BEGIN

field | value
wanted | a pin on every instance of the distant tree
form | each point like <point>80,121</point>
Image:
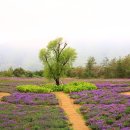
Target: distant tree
<point>90,67</point>
<point>57,58</point>
<point>78,72</point>
<point>120,69</point>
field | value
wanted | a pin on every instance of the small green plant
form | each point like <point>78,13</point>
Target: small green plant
<point>54,88</point>
<point>78,86</point>
<point>33,88</point>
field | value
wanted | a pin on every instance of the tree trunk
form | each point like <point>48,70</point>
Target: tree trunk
<point>57,82</point>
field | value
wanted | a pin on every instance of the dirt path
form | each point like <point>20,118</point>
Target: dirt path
<point>71,111</point>
<point>2,94</point>
<point>126,93</point>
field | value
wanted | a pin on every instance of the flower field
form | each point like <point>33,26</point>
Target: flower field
<point>105,108</point>
<point>31,99</point>
<point>27,117</point>
<point>30,111</point>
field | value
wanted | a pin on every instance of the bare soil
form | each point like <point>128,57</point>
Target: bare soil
<point>70,109</point>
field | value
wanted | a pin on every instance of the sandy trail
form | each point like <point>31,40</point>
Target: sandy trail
<point>2,94</point>
<point>71,110</point>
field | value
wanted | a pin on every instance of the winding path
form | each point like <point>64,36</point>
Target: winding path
<point>70,109</point>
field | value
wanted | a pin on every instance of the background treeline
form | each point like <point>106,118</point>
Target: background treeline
<point>108,68</point>
<point>20,72</point>
<point>114,68</point>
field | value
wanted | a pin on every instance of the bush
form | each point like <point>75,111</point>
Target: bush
<point>54,88</point>
<point>78,86</point>
<point>33,88</point>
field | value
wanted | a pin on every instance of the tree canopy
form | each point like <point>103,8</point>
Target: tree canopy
<point>57,58</point>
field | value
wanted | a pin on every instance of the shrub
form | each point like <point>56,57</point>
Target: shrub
<point>33,88</point>
<point>78,86</point>
<point>54,88</point>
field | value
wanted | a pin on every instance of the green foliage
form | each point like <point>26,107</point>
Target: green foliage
<point>57,58</point>
<point>78,86</point>
<point>54,88</point>
<point>33,88</point>
<point>90,67</point>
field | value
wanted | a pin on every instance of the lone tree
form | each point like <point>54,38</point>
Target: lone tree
<point>57,58</point>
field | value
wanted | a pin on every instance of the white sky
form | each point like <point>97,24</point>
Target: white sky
<point>94,27</point>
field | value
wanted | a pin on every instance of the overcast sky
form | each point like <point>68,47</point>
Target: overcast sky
<point>99,28</point>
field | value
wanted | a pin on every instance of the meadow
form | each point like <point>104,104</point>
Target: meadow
<point>102,108</point>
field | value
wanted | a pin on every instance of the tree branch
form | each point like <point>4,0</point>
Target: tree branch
<point>49,66</point>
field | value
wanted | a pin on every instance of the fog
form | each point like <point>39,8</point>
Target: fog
<point>94,28</point>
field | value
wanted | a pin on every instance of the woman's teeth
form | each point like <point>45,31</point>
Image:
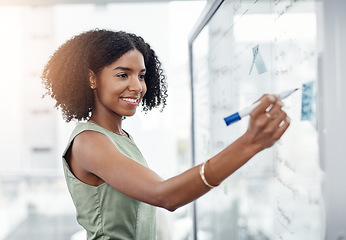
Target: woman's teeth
<point>130,100</point>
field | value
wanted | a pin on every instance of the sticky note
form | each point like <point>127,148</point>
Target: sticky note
<point>308,101</point>
<point>258,61</point>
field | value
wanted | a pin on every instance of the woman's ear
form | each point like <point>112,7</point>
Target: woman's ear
<point>92,79</point>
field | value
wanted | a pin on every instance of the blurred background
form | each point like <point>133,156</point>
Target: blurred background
<point>34,200</point>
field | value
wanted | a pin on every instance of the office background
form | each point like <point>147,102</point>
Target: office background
<point>306,49</point>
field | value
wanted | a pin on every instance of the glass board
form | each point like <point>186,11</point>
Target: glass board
<point>246,49</point>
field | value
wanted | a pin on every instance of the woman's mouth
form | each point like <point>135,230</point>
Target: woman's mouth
<point>131,101</point>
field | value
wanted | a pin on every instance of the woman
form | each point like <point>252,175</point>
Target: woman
<point>101,77</point>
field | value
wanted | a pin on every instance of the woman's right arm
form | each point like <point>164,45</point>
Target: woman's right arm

END

• **ABOUT THIS TASK**
Among the entries above, which lines include "right"? List them all.

• **ANSWER FOR THIS EXERCISE**
wanted | a pin on every instance of the woman's right arm
Target: woman's right arm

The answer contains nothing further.